Would you write out all of the entries below, exactly as they stand?
Data supplied START
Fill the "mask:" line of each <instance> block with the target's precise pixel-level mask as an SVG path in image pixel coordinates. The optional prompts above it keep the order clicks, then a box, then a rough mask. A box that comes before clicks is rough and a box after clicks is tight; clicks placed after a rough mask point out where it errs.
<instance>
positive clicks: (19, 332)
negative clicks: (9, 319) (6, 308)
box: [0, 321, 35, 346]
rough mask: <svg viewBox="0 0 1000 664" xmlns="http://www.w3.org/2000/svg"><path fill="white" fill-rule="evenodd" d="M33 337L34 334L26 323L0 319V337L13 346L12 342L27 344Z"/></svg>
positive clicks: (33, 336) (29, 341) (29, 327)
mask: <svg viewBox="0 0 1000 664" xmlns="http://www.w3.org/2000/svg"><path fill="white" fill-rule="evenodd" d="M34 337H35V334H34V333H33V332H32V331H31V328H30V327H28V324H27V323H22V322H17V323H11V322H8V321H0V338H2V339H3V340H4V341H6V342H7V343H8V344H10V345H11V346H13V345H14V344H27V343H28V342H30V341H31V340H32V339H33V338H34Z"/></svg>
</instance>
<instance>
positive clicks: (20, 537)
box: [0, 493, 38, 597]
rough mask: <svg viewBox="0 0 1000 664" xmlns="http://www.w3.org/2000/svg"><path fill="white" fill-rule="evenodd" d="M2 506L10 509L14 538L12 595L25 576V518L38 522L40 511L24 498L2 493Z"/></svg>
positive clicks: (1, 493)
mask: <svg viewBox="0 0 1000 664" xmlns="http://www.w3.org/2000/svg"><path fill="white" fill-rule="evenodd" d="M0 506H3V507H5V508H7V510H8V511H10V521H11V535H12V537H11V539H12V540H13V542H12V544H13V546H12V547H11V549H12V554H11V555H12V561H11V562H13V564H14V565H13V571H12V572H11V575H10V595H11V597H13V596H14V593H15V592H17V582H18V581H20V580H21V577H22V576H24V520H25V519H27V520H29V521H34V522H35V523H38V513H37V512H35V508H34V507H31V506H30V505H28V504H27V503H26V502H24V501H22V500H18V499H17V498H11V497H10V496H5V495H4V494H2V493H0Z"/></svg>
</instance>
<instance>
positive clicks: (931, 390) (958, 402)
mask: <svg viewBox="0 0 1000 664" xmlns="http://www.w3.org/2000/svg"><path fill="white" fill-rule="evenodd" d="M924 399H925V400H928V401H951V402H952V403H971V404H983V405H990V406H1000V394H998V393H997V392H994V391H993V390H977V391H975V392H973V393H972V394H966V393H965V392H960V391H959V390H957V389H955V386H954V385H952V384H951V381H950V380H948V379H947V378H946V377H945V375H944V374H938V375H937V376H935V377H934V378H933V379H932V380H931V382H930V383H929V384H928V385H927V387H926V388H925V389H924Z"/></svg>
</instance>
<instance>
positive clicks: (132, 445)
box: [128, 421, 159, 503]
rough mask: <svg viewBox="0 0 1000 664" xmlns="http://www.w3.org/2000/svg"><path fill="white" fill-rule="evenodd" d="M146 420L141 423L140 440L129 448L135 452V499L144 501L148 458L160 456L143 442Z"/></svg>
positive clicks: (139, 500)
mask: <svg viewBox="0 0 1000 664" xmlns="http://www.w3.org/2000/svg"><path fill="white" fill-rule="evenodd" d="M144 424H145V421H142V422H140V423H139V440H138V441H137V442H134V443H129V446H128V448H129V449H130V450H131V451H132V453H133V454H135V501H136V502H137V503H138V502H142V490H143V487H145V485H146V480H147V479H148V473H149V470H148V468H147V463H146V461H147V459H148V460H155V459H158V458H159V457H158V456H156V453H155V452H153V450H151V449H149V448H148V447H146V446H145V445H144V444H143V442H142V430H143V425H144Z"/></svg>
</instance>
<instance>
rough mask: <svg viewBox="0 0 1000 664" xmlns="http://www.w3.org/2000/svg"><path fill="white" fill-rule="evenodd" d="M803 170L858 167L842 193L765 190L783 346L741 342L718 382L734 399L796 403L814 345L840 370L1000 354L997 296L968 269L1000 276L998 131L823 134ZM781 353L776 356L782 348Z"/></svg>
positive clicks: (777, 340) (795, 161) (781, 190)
Data supplied END
| Answer section |
Fill the "mask:" line of each <instance> block with the target's precise pixel-level mask as an SVG path in image pixel coordinates. The optional prompts above it keep the order clicks, then a box, then a rough mask. A box that comes before clicks is rough and a box after clicks is tight; clicks placed after a rough mask point out where it errs.
<instance>
positive clicks: (19, 332)
negative clicks: (9, 319) (6, 308)
box: [0, 321, 35, 346]
rough mask: <svg viewBox="0 0 1000 664" xmlns="http://www.w3.org/2000/svg"><path fill="white" fill-rule="evenodd" d="M33 337L34 334L26 323L0 319V337L13 346L12 342L27 344Z"/></svg>
positive clicks: (33, 336) (29, 341) (29, 327)
mask: <svg viewBox="0 0 1000 664" xmlns="http://www.w3.org/2000/svg"><path fill="white" fill-rule="evenodd" d="M34 337H35V334H34V333H33V332H32V331H31V328H30V327H28V324H27V323H22V322H17V323H11V322H8V321H0V338H2V339H3V340H4V341H6V342H7V343H8V344H10V345H11V346H13V345H14V344H27V343H28V342H30V341H31V340H32V339H33V338H34Z"/></svg>
</instance>
<instance>
positive clicks: (20, 537)
box: [0, 493, 38, 597]
rough mask: <svg viewBox="0 0 1000 664" xmlns="http://www.w3.org/2000/svg"><path fill="white" fill-rule="evenodd" d="M2 506L10 509L14 538L12 595L25 576V518L38 522L40 511L24 498L2 493Z"/></svg>
positive clicks: (1, 493)
mask: <svg viewBox="0 0 1000 664" xmlns="http://www.w3.org/2000/svg"><path fill="white" fill-rule="evenodd" d="M0 506H3V507H5V508H7V510H8V511H10V521H11V535H12V537H11V539H12V540H13V542H12V544H13V546H12V547H11V549H12V554H11V555H12V561H11V562H13V564H14V565H13V571H12V572H11V575H10V595H11V597H13V596H14V593H15V592H17V582H18V581H20V580H21V577H22V576H24V520H25V519H27V520H29V521H34V522H35V523H38V513H37V512H35V508H34V507H31V506H30V505H28V504H27V503H26V502H24V501H22V500H18V499H17V498H11V497H10V496H5V495H4V494H2V493H0Z"/></svg>
</instance>
<instance>
positive clicks: (931, 390) (958, 402)
mask: <svg viewBox="0 0 1000 664" xmlns="http://www.w3.org/2000/svg"><path fill="white" fill-rule="evenodd" d="M924 399H925V400H928V401H951V402H952V403H971V404H983V405H990V406H1000V394H998V393H997V392H994V391H993V390H977V391H975V392H973V393H972V394H966V393H965V392H960V391H959V390H957V389H955V386H954V385H952V384H951V381H950V380H948V379H947V378H946V377H945V375H944V374H938V375H937V376H935V377H934V378H933V379H932V380H931V382H930V383H929V384H928V385H927V387H926V388H925V389H924Z"/></svg>
</instance>
<instance>
positive clicks: (132, 445)
box: [128, 421, 159, 503]
rough mask: <svg viewBox="0 0 1000 664" xmlns="http://www.w3.org/2000/svg"><path fill="white" fill-rule="evenodd" d="M146 420L141 423L140 440L129 448L135 452V499L144 501L148 458L160 456L143 442Z"/></svg>
positive clicks: (139, 500)
mask: <svg viewBox="0 0 1000 664" xmlns="http://www.w3.org/2000/svg"><path fill="white" fill-rule="evenodd" d="M144 424H145V421H142V422H140V423H139V440H138V441H137V442H134V443H129V446H128V448H129V449H130V450H131V451H132V453H133V454H135V501H136V502H137V503H138V502H142V490H143V487H145V485H146V480H147V479H148V473H149V470H148V468H147V463H146V461H147V459H148V460H155V459H158V458H159V457H158V456H156V453H155V452H153V450H151V449H149V448H148V447H146V446H145V445H144V444H143V442H142V430H143V425H144Z"/></svg>
</instance>
<instance>
rough mask: <svg viewBox="0 0 1000 664" xmlns="http://www.w3.org/2000/svg"><path fill="white" fill-rule="evenodd" d="M803 170L858 167L842 193L765 190L783 346L741 342L718 382L734 399L796 403L814 345L840 370L1000 354L997 296L968 269L1000 276L998 131L823 134ZM781 353L776 356L782 348Z"/></svg>
positive clicks: (777, 340) (795, 161) (781, 190)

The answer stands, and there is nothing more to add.